* **Exercise instructions**
- a) From the Coca-Cola dividend text, output the passage starting at "If a business" and ending at "century from now.", copied without any change.
- b) Using the Coca-Cola dividend text, answer these questions:
(i) To what amount was the quarterly dividend payout raised?
(ii) How many consecutive years has such an increase been made?
(iii) How much has Coca-Cola returned to investors through dividend payments since the start of 2010?

* **Source extract**
※
Image source: Getty Images.
In February of this year, Coca-Cola's board of directors gave investors a reason to cheer. The business hiked its quarterly dividend payout 4% to $0.53. This is the 64th consecutive year that such a move was made. That shows an incredible commitment to the company's shareholders.
Since the start of 2010, Coca-Cola has returned almost $102 billion to investors via dividend payments. This equals 28% of the current market cap.
If a business is able to build a monster streak like this one, it's a clear sign of its consistency and staying power. Coca-Cola has stood the test of time, operating through numerous periods of uncertainty, including wars, recessions, and technology cycles, only to continue its success. Investors have every reason to be confident that this business will still be dominating the beverage market a century from now.
※
* **Provided records**
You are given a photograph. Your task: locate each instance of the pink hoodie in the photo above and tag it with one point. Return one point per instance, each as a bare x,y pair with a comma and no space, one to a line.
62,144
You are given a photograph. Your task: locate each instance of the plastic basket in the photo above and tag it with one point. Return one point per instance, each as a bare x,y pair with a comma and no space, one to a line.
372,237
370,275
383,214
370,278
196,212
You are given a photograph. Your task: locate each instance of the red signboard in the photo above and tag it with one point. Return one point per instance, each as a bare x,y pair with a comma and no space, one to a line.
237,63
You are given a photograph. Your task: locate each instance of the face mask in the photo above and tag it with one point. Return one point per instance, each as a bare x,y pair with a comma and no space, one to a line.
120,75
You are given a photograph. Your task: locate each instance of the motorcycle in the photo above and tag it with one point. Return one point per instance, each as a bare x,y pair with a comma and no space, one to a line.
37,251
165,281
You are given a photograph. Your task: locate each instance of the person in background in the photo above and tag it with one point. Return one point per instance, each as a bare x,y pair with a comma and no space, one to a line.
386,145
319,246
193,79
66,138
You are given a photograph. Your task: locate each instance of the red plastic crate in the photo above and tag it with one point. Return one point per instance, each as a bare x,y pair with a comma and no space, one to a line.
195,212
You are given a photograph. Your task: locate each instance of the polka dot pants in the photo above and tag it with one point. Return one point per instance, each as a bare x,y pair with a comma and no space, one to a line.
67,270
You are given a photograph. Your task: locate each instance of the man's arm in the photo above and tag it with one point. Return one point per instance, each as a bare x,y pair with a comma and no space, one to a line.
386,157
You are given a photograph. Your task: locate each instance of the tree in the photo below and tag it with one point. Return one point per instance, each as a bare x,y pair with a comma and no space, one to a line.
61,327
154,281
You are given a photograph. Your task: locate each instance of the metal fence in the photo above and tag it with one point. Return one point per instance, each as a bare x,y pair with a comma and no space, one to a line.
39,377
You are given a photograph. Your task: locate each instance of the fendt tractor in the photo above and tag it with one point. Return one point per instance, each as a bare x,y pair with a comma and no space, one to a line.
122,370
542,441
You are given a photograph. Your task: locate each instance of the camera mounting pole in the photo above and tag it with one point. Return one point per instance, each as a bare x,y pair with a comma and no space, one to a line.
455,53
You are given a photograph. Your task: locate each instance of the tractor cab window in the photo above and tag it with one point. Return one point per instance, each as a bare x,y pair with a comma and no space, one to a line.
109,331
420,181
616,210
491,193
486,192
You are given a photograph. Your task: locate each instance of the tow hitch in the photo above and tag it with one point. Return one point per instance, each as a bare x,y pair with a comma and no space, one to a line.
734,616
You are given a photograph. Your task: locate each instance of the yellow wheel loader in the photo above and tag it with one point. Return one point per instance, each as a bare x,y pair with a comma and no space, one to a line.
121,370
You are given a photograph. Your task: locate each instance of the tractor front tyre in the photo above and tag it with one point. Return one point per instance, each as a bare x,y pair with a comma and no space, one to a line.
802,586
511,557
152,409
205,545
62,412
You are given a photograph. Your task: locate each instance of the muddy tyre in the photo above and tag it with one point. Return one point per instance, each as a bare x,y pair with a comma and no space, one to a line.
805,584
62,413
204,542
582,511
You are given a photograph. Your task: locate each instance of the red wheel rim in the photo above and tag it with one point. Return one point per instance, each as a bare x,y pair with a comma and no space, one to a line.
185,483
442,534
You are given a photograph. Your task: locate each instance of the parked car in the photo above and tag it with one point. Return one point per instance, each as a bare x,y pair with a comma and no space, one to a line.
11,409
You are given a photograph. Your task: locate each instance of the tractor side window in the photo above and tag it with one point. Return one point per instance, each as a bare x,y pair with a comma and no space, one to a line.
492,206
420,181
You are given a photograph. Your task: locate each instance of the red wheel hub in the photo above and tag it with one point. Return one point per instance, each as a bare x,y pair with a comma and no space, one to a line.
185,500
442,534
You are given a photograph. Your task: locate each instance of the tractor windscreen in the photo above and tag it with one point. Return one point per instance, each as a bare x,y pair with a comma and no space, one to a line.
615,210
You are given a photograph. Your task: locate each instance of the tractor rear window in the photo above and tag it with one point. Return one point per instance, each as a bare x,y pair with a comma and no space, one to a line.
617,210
※
* **Written answers**
- a)
If a business is able to build a monster streak like this one, it's a clear sign of its consistency and staying power. Coca-Cola has stood the test of time, operating through numerous periods of uncertainty, including wars, recessions, and technology cycles, only to continue its success. Investors have every reason to be confident that this business will still be dominating the beverage market a century from now.

- b)
(i) $0.53
(ii) 64 years
(iii) Almost $102 billion